● WHAT TO WORK ON
Select and copy every line that contains the string "deck", matching case exactly.

# # # #

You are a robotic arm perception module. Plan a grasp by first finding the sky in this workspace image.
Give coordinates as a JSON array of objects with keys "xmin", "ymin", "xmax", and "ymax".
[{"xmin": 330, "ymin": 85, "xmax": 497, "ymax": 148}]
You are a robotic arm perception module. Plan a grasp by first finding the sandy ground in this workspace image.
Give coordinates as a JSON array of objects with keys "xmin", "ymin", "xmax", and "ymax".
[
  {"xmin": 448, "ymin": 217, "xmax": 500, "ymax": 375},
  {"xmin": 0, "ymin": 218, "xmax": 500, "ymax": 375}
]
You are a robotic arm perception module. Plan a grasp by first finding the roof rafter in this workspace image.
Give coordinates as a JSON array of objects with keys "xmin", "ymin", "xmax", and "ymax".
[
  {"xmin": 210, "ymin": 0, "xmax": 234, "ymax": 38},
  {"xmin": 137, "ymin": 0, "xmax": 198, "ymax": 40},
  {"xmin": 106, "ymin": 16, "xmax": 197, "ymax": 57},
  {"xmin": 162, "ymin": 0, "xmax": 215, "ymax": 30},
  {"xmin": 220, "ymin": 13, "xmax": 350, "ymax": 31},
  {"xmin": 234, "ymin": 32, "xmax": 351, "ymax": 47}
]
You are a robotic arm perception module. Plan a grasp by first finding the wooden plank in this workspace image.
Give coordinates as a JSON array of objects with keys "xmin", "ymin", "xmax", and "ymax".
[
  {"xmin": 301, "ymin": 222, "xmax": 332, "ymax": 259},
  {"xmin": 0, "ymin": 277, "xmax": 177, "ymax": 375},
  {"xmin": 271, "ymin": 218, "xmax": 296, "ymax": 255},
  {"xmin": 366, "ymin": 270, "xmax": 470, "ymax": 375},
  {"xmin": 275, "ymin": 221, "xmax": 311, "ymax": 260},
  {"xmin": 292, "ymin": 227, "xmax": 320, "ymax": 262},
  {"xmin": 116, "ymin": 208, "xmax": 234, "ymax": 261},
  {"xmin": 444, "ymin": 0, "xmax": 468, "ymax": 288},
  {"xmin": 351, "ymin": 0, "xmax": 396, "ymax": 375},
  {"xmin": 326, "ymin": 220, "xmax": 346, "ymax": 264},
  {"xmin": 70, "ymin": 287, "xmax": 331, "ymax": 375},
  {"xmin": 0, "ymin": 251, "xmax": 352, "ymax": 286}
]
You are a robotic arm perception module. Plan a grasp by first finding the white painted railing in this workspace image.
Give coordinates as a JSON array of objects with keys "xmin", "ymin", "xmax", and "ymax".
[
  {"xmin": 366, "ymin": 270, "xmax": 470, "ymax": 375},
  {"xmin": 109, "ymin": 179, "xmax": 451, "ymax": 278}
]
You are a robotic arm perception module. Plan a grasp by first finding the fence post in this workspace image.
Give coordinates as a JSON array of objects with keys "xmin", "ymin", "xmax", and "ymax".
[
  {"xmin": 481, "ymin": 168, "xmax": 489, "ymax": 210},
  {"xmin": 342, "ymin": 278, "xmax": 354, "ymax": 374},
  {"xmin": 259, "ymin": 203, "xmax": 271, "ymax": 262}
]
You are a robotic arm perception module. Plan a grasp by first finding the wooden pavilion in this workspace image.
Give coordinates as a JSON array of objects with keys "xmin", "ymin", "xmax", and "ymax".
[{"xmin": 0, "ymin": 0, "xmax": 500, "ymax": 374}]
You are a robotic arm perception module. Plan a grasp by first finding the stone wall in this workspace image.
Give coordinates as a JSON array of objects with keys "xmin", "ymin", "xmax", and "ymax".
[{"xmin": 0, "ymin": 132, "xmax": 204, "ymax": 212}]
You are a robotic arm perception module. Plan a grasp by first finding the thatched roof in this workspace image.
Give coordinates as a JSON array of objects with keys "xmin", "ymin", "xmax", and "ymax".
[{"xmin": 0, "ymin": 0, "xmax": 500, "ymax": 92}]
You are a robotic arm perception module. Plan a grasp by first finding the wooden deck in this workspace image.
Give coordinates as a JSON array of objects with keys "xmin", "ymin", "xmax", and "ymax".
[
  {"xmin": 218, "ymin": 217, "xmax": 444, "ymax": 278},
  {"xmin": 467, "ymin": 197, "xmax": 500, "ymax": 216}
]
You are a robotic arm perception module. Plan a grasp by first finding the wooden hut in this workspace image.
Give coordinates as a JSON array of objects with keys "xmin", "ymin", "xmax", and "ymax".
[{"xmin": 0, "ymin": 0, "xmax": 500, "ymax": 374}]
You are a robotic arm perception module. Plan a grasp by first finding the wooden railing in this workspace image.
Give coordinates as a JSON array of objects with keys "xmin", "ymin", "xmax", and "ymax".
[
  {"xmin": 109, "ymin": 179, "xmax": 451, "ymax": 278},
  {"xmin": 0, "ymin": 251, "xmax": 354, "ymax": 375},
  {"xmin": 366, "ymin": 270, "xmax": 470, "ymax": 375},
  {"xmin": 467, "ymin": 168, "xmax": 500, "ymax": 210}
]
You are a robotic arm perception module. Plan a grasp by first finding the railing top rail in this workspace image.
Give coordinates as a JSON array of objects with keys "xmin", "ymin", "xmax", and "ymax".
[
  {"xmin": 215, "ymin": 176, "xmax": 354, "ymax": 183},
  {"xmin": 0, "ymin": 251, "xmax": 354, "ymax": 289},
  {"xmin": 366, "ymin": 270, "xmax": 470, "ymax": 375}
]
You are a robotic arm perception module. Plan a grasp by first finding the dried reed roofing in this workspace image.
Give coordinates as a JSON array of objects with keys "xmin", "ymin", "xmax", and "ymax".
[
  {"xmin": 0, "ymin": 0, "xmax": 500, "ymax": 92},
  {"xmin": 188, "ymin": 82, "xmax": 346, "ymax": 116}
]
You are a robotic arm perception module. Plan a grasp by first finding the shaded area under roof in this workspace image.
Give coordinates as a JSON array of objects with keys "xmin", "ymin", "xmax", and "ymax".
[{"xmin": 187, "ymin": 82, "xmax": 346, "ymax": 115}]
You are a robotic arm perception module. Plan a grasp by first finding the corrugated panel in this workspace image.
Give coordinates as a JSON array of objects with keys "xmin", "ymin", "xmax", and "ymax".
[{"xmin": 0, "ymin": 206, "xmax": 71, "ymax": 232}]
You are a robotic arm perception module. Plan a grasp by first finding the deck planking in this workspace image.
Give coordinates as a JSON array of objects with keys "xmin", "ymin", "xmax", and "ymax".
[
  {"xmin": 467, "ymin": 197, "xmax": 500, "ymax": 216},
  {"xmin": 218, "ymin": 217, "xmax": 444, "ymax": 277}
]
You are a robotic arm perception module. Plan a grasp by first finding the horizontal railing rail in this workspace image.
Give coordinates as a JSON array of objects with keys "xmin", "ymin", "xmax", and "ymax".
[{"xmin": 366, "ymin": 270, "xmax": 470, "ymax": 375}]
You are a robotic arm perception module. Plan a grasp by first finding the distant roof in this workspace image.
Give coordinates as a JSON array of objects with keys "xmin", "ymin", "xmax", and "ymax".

# # # #

● TASK ANSWER
You are a robotic arm perception module. Plan a grasp by first finding the wooden deck in this workspace image.
You are a robotic arm perception module. Plan a grasp by first finding the deck planking in this workspace image.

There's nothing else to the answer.